__Short exercise__
From the Q&A on building strings faster, write out word for word the passage that starts with "Build Strings Faster" and ends with "speed it up?".

__Given text__
%%
INTERMEDIATE   Ask the VB Pro



Build Strings Faster

by Karl E. Peterson

Q. Improve Page Output
I have to build hundreds of static HTML pages regularly, pulling the content from a database. Each page contains hundreds, if not thousands, of individual string elements. I know that disk operations are expensive in time spent, so I've been concatenating the page contents into one long string, then writing it out all at once. Still, this operation takes far longer than I'd like; how can I speed it up?

About This Column
Ask the VB Pro provides you with free advice on programming obstacles, techniques, and ideas. Read more answers from our crack VB pros on the Web at www.devx.com/gethelp. You can submit your questions, tips, or ideas on the site, or access a comprehensive database of previously answered questions.

A. String concatenations can be time-consuming, so it's always wise to look for alternatives when you need to build long strings. Consider what's happening when you concatenate two strings. VB needs to calculate the length of the resulting string and allocate space for its content, then copy the content of each of the source strings to this new string. If you're assigning the result to one of the original source strings—a common practice—VB needs to swap the pointers to the original and new strings, then deallocate the original string. These steps add up to a lot of memory operations.
%%
__Information provided__
%%
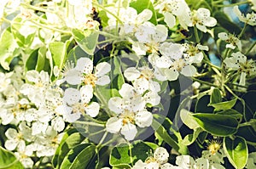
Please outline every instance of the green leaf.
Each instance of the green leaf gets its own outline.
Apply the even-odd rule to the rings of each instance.
[[[65,139],[64,143],[61,145],[60,145],[61,148],[57,160],[57,166],[61,166],[69,150],[73,149],[75,146],[80,144],[84,139],[84,137],[79,132],[74,132],[68,136],[68,138]]]
[[[65,156],[61,168],[89,168],[90,161],[95,160],[95,145],[90,144],[77,145]]]
[[[217,104],[212,104],[210,103],[208,105],[211,105],[212,107],[214,107],[214,110],[215,111],[218,111],[218,110],[230,110],[232,107],[234,107],[234,105],[236,103],[237,99],[234,99],[229,101],[225,101],[225,102],[220,102],[220,103],[217,103]]]
[[[66,41],[65,43],[62,42],[53,42],[49,44],[54,65],[57,65],[61,70],[67,60],[67,50],[70,41]]]
[[[46,51],[47,48],[45,46],[41,47],[38,50],[38,56],[37,60],[36,70],[41,71],[44,68],[45,59],[46,59]]]
[[[93,55],[98,42],[99,33],[96,30],[84,30],[84,31],[73,29],[73,36],[79,47],[90,55]]]
[[[70,169],[95,168],[96,146],[90,145],[81,151],[72,163]]]
[[[25,23],[23,19],[20,17],[16,17],[13,23],[11,24],[11,31],[14,34],[14,37],[16,40],[17,44],[22,48],[25,51],[30,51],[31,49],[29,47],[32,43],[34,37],[36,36],[36,31],[31,33],[27,37],[24,37],[22,34],[20,33],[20,30],[22,25],[27,24]]]
[[[187,110],[181,110],[180,117],[183,122],[190,129],[195,129],[200,127],[197,121],[193,118],[192,113]]]
[[[236,135],[244,138],[247,144],[256,146],[256,131],[251,125],[240,127]]]
[[[229,136],[236,132],[238,121],[226,115],[196,113],[193,115],[201,128],[216,136]]]
[[[195,128],[193,134],[188,134],[185,136],[183,140],[182,141],[182,144],[184,145],[190,145],[193,144],[195,139],[198,138],[199,134],[202,132],[203,130],[201,128]]]
[[[195,112],[212,113],[214,109],[212,106],[208,106],[210,99],[210,95],[201,97],[195,104]]]
[[[127,144],[121,144],[111,150],[109,163],[117,168],[131,167],[138,160],[145,161],[148,157],[148,153],[158,146],[149,142],[136,141],[131,144],[131,151]]]
[[[219,111],[217,114],[218,115],[230,115],[230,116],[235,117],[236,119],[239,119],[239,120],[241,120],[241,118],[242,118],[242,115],[241,113],[239,113],[236,110],[232,110],[232,109]]]
[[[73,149],[70,149],[69,152],[66,155],[63,161],[61,163],[61,168],[66,169],[69,168],[73,162],[76,156],[86,147],[90,145],[90,144],[82,144],[75,146]]]
[[[133,1],[130,3],[130,7],[132,7],[137,10],[137,12],[139,14],[143,12],[145,8],[148,8],[152,11],[153,15],[152,18],[149,20],[151,23],[154,25],[157,25],[157,18],[156,18],[156,13],[154,11],[154,6],[150,0],[137,0]]]
[[[153,119],[151,127],[155,132],[174,149],[183,155],[188,154],[188,148],[186,146],[178,144],[178,143],[168,134],[166,129],[155,119]]]
[[[244,100],[245,105],[245,115],[244,118],[246,121],[249,121],[253,118],[253,114],[256,112],[256,104],[255,104],[256,91],[250,91],[245,93],[241,99]]]
[[[111,88],[119,90],[125,83],[125,78],[121,70],[121,61],[118,57],[114,57],[110,60],[110,64],[113,70],[113,71],[110,72]]]
[[[71,134],[77,132],[78,132],[77,129],[71,128],[64,132],[62,139],[61,139],[57,149],[55,150],[55,154],[54,155],[54,156],[52,158],[52,164],[55,168],[58,168],[57,166],[59,165],[59,155],[60,155],[60,152],[61,150],[62,145],[65,144],[65,141]]]
[[[3,69],[9,70],[9,64],[18,54],[17,48],[13,34],[5,29],[0,37],[0,64]]]
[[[242,169],[247,161],[248,149],[246,140],[241,137],[236,137],[235,139],[224,138],[224,150],[230,162],[236,169]]]
[[[129,145],[126,144],[119,144],[111,150],[109,164],[115,167],[131,168],[131,157]]]
[[[15,155],[0,146],[0,169],[23,169]]]
[[[218,104],[222,101],[221,93],[218,88],[214,88],[210,98],[211,104]]]
[[[218,21],[218,25],[221,25],[230,32],[239,35],[241,28],[235,23],[231,22],[229,17],[224,13],[218,11],[214,14],[214,18]]]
%%
__Result of the exercise__
Build Strings Faster

by Karl E. Peterson

Q. Improve Page Output
I have to build hundreds of static HTML pages regularly, pulling the content from a database. Each page contains hundreds, if not thousands, of individual string elements. I know that disk operations are expensive in time spent, so I've been concatenating the page contents into one long string, then writing it out all at once. Still, this operation takes far longer than I'd like; how can I speed it up?